§ What you should do:
Print the lines below exactly as written, with none missing.

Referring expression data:
------------

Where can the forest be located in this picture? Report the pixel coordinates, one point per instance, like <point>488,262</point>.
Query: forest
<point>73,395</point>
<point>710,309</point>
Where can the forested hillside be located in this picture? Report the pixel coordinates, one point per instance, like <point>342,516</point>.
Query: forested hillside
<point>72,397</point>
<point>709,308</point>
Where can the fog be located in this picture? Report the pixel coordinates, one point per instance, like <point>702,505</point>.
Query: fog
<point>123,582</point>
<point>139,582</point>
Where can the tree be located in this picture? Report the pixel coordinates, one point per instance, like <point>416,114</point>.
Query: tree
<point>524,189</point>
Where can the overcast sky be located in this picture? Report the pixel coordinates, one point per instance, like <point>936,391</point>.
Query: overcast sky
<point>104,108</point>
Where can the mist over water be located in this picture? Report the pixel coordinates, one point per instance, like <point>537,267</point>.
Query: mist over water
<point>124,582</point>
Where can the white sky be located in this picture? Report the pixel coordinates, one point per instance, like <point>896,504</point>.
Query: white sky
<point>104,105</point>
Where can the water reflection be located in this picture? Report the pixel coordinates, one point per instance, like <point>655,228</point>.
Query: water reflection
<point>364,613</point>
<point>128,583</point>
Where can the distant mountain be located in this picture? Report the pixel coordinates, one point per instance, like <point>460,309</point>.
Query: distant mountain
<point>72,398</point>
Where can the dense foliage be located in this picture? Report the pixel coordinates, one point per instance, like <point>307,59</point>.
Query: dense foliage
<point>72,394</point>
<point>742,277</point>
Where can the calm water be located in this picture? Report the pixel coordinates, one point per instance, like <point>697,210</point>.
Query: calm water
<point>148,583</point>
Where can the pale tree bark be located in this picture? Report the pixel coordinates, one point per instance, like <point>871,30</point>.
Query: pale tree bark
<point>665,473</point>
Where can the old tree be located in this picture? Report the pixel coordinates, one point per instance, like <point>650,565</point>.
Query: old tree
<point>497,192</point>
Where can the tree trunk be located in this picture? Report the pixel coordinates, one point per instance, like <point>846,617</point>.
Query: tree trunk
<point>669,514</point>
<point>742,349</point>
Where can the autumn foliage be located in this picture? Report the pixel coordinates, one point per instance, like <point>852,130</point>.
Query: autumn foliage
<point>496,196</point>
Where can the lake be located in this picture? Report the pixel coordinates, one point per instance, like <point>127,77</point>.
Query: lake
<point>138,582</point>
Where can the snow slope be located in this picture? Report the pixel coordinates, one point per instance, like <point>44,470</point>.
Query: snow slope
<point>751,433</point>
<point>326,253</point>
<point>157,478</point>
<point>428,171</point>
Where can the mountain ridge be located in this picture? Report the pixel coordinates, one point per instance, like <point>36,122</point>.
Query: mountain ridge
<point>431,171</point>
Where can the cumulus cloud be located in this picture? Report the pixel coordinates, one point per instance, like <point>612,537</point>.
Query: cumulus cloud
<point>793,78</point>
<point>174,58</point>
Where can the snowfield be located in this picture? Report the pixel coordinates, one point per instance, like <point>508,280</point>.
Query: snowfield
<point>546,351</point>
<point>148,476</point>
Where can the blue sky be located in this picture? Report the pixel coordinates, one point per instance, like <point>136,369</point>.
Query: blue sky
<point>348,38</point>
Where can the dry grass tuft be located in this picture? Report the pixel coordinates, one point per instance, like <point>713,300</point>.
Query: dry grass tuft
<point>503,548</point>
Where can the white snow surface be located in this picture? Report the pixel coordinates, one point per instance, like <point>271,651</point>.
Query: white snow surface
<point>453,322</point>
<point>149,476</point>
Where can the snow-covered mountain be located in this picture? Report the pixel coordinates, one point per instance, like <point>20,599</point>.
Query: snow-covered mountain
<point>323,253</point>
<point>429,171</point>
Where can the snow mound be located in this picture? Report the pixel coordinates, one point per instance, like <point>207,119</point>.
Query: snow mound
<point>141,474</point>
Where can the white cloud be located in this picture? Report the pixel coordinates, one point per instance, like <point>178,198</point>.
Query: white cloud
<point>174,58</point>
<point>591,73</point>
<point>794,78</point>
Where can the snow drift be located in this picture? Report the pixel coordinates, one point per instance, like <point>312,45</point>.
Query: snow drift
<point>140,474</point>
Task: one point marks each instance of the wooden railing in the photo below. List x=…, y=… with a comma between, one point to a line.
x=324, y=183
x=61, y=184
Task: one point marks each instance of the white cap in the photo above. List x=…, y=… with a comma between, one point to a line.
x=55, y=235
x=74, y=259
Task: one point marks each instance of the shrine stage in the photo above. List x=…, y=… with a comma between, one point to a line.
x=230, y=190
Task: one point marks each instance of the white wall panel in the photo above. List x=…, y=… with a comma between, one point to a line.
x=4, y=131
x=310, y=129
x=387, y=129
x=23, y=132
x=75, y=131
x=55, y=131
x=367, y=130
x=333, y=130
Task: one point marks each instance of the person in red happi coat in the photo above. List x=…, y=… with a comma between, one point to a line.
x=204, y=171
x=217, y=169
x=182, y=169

------------

§ Exercise answer:
Where can the forest be located in this picture? Report the pixel coordinates, one point per instance, like <point>488,262</point>.
Query: forest
<point>73,395</point>
<point>710,309</point>
Where can the forested hillside be located in this picture? Report the pixel coordinates, one point per instance, like <point>342,516</point>.
Query: forested hillside
<point>72,397</point>
<point>709,308</point>
Where can the fog be located in this picture? Report the pixel coordinates, one point per instance, like <point>702,505</point>.
Query: fog
<point>123,582</point>
<point>139,582</point>
Where can the tree be located in this picture? Report the pixel coordinates, one point per instance, like <point>416,114</point>.
Query: tree
<point>524,189</point>
Where can the overcast sky be located in this picture? Report the pixel coordinates, one point per instance, like <point>936,391</point>.
Query: overcast sky
<point>104,108</point>
Where can the mist over water be located in this picture? Report the pixel coordinates, one point per instance, like <point>537,267</point>.
Query: mist over water
<point>124,582</point>
Where can the white sky be located in this picture? Report the pixel coordinates, one point per instance, like <point>896,504</point>.
Query: white sky
<point>104,105</point>
Where can the water reflection be located in this picture? Report the pixel coordinates, one point per instance, like <point>655,228</point>.
Query: water reflection
<point>364,613</point>
<point>128,583</point>
Where can the distant mountain be located in this picture? Report the pixel coordinates, one point per instance, like <point>460,309</point>.
Query: distant mountain
<point>72,398</point>
Where can the dense foliage be located in this picture? Report the pixel coordinates, one point per instance, like <point>307,59</point>.
Query: dense foliage
<point>72,394</point>
<point>742,277</point>
Where can the calm water be located in this picture? Report the pixel coordinates, one point per instance, like <point>697,210</point>.
Query: calm water
<point>148,583</point>
Where can the pale tree bark be located in this picture? Report the pixel coordinates, one point per instance, like <point>871,30</point>.
Query: pale tree bark
<point>665,473</point>
Where can the old tree be located in this picture? Report the pixel coordinates, one point per instance, like <point>650,565</point>.
Query: old tree
<point>497,192</point>
Where can the tree trunk be located in this picture? Report the pixel coordinates, one point per instance, like <point>846,617</point>.
Query: tree trunk
<point>669,514</point>
<point>742,349</point>
Where can the autumn foliage be located in this picture? Report the pixel coordinates, one point per instance, like <point>852,130</point>.
Query: autumn foliage
<point>496,196</point>
Where can the lake be located in this picture? Report the pixel coordinates, one point per instance, like <point>127,77</point>.
Query: lake
<point>138,582</point>
Where can the snow slope be located in this picture? Report the pixel coordinates, one point per instance, like <point>44,470</point>.
Query: snow slope
<point>751,433</point>
<point>326,253</point>
<point>157,478</point>
<point>428,171</point>
Where can the mountain ridge be located in this picture? Report the pixel coordinates, one point per instance, like <point>36,122</point>.
Query: mountain ridge
<point>431,171</point>
Where can the cumulus cloud be located in this picture? Report the pixel coordinates, one point per instance, like <point>612,537</point>.
Query: cumulus cloud
<point>793,78</point>
<point>174,58</point>
Where can the snowfield be located in this picture? Report the pixel coordinates, one point per instance, like <point>508,280</point>.
Query: snowfield
<point>546,351</point>
<point>148,476</point>
Where can the blue sky be located in this picture? Report the pixel coordinates, one point per instance, like <point>136,369</point>.
Query: blue sky
<point>348,38</point>
Where can the dry grass tuft be located in this picture? Report the pixel coordinates, one point per instance, like <point>713,300</point>.
Query: dry grass tuft
<point>503,548</point>
Where can the white snow surface be located in this picture? Report the pixel coordinates, one point per instance, like <point>271,651</point>.
Query: white snow surface
<point>453,322</point>
<point>149,476</point>
Where can the snow-covered mountain be located in this picture? Report the pixel coordinates, one point per instance, like <point>20,599</point>.
Query: snow-covered mountain
<point>323,253</point>
<point>429,171</point>
Where can the snow mound be located in this picture? Report the pixel coordinates, one point per instance, like <point>207,119</point>.
Query: snow mound
<point>141,474</point>
Where can the white cloud be located in this picture? Report the pixel coordinates, one point per instance, like <point>178,198</point>.
Query: white cloud
<point>174,58</point>
<point>591,73</point>
<point>794,78</point>
Where can the snow drift be located in this picture? Report the pixel coordinates, one point per instance, like <point>312,45</point>.
Query: snow drift
<point>140,474</point>
Task: one point marks each instance of the wooden railing in the photo below. List x=…, y=… with a comma between, one point to a line.
x=324, y=183
x=61, y=184
Task: one point marks each instance of the white cap in the photo above. List x=…, y=… with a comma between, one point to a line.
x=55, y=235
x=74, y=259
Task: one point marks each instance of the shrine stage in the photo above. List x=…, y=… with a comma between, one point to a line.
x=230, y=190
Task: one point marks each instance of the white wall panel in the photo above. List x=…, y=… with a comma between, one point to a line.
x=4, y=131
x=310, y=129
x=387, y=129
x=23, y=132
x=75, y=131
x=55, y=131
x=367, y=130
x=333, y=130
Task: one point marks each instance of the person in red happi coat in the photo above. List x=…, y=… with a comma between, one point to a line.
x=204, y=171
x=217, y=169
x=182, y=169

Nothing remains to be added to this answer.